----- Selected text -----
Posts Tagged ‘volunteers’

B.F. Day Tile Mural: Volunteer Opportunity?

March 29, 2010
Portion of Tile Wall at B.F. Day

First Installment of B.F. Day Tile Wall, dedicated April 1995 - photo by Larry Wales

The corner of North 39th Street and Fremont Avenue can be landmarked by a tile mural that stands beside it, declaring the name of the school hidden by greenery behind it – B.F. Day Elementary.  The mural not only marks the location of the school, but also the artistic talents, interests and passions of a generation of students.

That opportunity, for graduating students to literally put their mark on the wall, may end.  According to Julie Trout, B.F. Day visual arts teacher, “I am not sure if I will continue it this year due to a reduced schedule.”  The wall began with a volunteer effort, and when asked if a volunteer effort could help, Trout enthusiastically stated, “that would be great!  I’m not sure I can do it alone again.”

From Plain Concrete

The official program from the tile mural opening ceremony, dated April 18, 1995, listed Veronica (MacKinnon) Truffat and Dave McKay as the representatives of the Fremont Arts Council, and principal artists.  Truffat also gave credit to Steve Roach, who created many of the tiles in the classroom and in his Fremont shop, Aruba Tile.

“It was community art at its finest,” Truffat explained, “everybody was so enthusiastic!”  One long, rainy day, Denise (Fogleman) Henrikson helped McKay, who passed away soon thereafter, work under a blue tarp to install the white tiles that “so the name would pop.”  Truffat and McKay created the original design, and the vine tile frame – imprinted with the names of people and businesses that paid to support the project.  For inspiration, Truffat explained, “a plain, unattractive and really prominent concrete wall had to have the name of the school – and had to involve the school and the Fremont artists.”
----- Information shown -----
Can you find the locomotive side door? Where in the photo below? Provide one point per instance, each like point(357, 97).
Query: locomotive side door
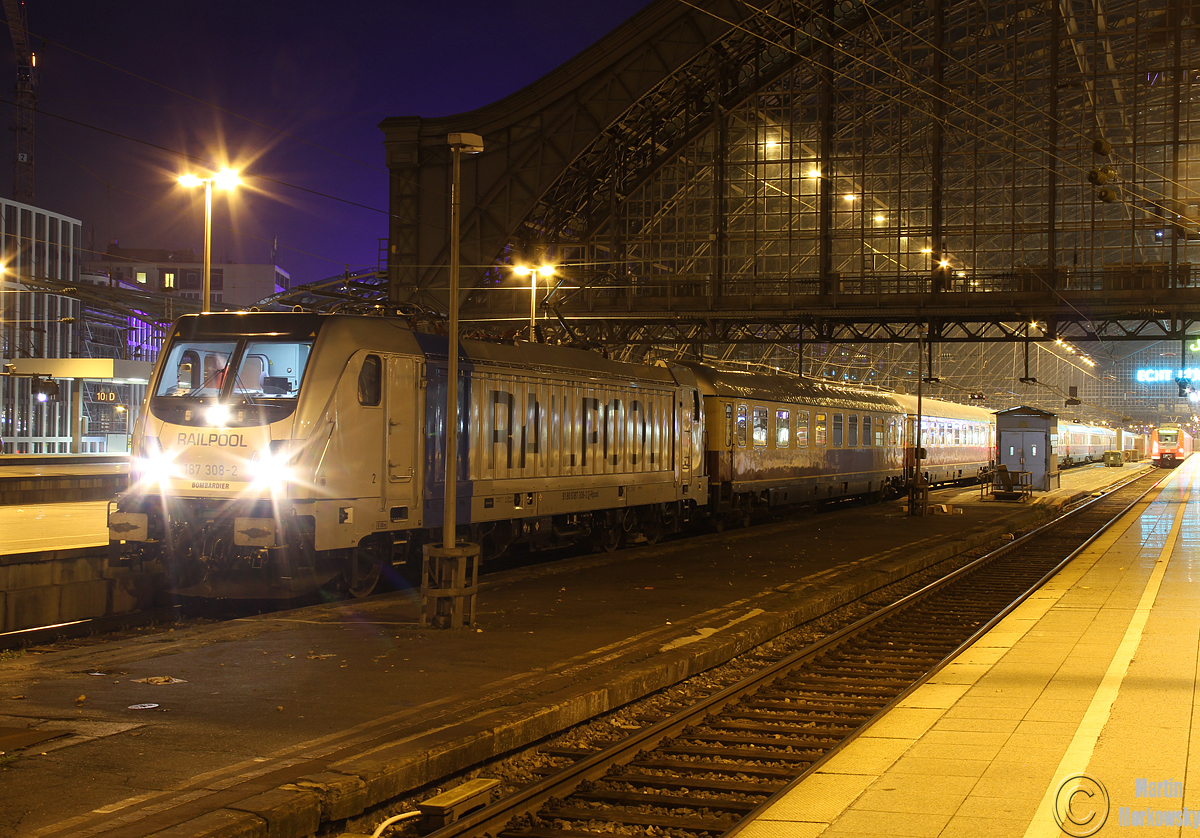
point(405, 401)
-----
**Goals:**
(a) Summarize the B.F. Day tile mural post in two sentences.
(b) Rewrite the paragraph of the B.F. Day tile mural post that begins "The official program from the tile mural opening ceremony" as a short list.

**Task-by-task outputs:**
(a) A tile mural at North 39th Street and Fremont Avenue names B.F. Day Elementary and shows the artistic talents and passions of a generation of students, but visual arts teacher Julie Trout is unsure whether graduating students will add to it this year because of a reduced schedule, and she would welcome a volunteer effort. The wall, dedicated in April 1995, was designed by Veronica (MacKinnon) Truffat and Dave McKay of the Fremont Arts Council, with many tiles created by Steve Roach, to turn a plain, prominent concrete wall into community art involving the school.

(b)
- Source: the official program from the tile mural opening ceremony, dated April 18, 1995
- Fremont Arts Council representatives and principal artists: Veronica (MacKinnon) Truffat and Dave McKay
- Also credited by Truffat: Steve Roach, who created many of the tiles in the classroom and in his Fremont shop, Aruba Tile